Teruskan resensi novel Orang Asing, dimulai tepat setelah kalimat terakhir yang ditampilkan.

* [Kutipan Sumber]
• • • • •

[Resensi Buku] Novel Orang Asing (1942)

Minggu, April 12, 2015 0 Comments A+ a-

Resensi Buku Novel Orang Asing (1942)

Judul                 : Orang Asing (Judul Asli : L’Etranger)
Penulis              : Albert Camus
Penerjemah       : Apsanti Djokosujatno
Penerbit            : Yayasan Pustaka Obor Indonesia
Cetakan            : ed.1 2013
Tebal                : x + 124 halaman
Harga               : Rp35.000

Sinopsis

Tokoh Utama Orang Asing adalah Meursault. Ia seorang keturunan Prancis yang tinggal di Aljazair. Dalam latar cerita ini, Aljazair masih merupakan daerah jajahan Prancis. Meursault mendapat kabar bahwa ibunya meninggal dunia. Meursault berencana pulang untuk melihat ibunya dan meminta izin kepada majikannya untuk libur selama dua hari. Namun majikannya terlihat tidak menunjukkan rasa senang dan berbela sungkawa. Hal ini diketahui kemudian oleh Mersault bahwa majikannya tidak senang ia libur hari Kamis dan Jumat, karena dengan demikian Mersault libur empat hari.

• • • • •

* [Butir Data]

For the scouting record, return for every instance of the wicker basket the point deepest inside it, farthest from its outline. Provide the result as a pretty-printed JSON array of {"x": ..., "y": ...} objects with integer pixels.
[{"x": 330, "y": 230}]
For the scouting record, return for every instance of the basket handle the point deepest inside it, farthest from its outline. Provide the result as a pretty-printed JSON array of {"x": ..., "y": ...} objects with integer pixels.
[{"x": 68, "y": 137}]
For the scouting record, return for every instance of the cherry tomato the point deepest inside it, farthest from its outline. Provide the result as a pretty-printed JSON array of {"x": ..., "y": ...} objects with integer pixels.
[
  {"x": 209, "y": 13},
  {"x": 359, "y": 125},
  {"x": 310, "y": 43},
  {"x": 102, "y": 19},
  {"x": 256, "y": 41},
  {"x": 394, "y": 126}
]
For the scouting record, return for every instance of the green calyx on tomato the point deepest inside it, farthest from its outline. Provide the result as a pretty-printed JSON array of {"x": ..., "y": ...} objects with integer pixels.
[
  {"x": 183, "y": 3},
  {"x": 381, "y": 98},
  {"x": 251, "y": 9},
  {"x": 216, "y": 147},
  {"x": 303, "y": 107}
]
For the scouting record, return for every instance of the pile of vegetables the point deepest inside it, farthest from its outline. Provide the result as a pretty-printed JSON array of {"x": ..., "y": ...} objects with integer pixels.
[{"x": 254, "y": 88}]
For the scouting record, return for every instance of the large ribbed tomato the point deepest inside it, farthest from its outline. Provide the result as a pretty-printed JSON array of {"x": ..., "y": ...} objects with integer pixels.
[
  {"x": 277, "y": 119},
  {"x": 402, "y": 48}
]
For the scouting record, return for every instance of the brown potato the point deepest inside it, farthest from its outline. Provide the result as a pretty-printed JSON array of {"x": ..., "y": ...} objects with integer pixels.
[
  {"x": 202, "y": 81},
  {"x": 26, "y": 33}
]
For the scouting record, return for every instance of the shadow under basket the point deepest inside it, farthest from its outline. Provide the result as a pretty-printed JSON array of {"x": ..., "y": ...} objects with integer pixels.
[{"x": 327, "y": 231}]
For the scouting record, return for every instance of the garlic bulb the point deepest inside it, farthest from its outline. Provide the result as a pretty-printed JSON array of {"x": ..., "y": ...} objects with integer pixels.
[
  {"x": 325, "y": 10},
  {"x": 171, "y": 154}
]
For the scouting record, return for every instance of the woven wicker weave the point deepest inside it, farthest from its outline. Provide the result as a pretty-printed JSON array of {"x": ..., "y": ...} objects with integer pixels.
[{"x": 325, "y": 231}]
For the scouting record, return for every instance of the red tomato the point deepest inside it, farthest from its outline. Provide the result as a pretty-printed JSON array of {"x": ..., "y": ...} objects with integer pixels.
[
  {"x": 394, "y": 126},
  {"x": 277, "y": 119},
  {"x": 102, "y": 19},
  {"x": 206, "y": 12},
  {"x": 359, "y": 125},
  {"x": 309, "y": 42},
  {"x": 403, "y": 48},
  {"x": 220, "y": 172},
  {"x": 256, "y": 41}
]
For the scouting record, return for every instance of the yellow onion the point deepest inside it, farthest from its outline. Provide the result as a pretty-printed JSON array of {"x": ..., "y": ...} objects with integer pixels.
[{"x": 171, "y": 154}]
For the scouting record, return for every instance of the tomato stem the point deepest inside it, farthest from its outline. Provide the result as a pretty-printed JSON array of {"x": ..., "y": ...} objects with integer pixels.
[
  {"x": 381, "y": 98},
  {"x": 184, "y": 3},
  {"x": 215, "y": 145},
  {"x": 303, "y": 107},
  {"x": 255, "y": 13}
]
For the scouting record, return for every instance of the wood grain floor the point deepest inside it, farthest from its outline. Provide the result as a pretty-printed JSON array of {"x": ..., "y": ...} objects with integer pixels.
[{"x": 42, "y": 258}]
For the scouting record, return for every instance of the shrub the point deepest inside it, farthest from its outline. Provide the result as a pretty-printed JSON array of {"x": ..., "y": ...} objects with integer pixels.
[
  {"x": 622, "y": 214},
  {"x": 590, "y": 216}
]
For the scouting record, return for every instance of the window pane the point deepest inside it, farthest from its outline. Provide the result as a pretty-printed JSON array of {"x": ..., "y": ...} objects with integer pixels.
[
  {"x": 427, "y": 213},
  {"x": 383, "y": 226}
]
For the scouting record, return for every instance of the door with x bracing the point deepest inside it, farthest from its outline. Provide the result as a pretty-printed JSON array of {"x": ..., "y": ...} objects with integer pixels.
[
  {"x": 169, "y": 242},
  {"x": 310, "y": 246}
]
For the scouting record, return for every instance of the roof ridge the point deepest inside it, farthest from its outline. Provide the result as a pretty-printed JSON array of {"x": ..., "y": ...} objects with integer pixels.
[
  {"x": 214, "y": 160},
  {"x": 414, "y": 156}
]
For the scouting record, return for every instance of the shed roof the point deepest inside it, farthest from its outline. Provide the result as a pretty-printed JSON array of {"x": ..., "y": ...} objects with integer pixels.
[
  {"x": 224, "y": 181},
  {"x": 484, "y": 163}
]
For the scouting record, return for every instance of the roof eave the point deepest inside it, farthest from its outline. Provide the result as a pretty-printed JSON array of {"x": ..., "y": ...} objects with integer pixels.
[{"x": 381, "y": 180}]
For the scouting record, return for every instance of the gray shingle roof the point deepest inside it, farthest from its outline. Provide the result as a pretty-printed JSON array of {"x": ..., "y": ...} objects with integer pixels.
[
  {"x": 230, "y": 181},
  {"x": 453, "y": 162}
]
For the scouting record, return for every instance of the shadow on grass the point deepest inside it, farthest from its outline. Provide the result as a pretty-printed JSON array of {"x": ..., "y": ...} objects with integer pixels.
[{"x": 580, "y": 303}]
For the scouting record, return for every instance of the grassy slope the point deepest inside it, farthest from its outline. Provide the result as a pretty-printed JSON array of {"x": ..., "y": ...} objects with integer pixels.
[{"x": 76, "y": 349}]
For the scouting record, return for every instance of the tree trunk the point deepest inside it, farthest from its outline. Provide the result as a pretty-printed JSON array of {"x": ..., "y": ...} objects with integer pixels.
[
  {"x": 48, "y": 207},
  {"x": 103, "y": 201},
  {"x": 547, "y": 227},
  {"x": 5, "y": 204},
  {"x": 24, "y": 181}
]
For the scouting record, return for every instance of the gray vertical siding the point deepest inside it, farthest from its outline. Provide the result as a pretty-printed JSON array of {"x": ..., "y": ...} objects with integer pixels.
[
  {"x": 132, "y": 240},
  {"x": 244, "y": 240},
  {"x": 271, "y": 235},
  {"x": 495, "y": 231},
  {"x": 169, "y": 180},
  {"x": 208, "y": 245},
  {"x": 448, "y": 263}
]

• • • • •

* [Soal Terjawab]
Meursault tidak menunjukkan kesedihan hingga saat pemakaman ibunya. Hal ini dinilai oleh orang lain sebagai suatu tindakan yang aneh.  Meursault kemudian berkencan dengan seorang perempuan bernama Marie. Kencan tersebut hanya berselang sehari setelah pemakaman ibunya. Pada saat kencan, Mersault mengenakan dasi hitam yang dipertanyakan Marie apakah Mersault dalam keadaan berduka. Namun Mersault mengatakan bahwa ibunya baru meninggal kemarin dengan ekspresi datar. Mersault menganggap bahwa ibunya meninggal di hari Jumat atau hari apapun itu, itu bukanlah "salah "-nya, atau keinginannya, tetapi orang-orang sepertinya menganggap dia aneh.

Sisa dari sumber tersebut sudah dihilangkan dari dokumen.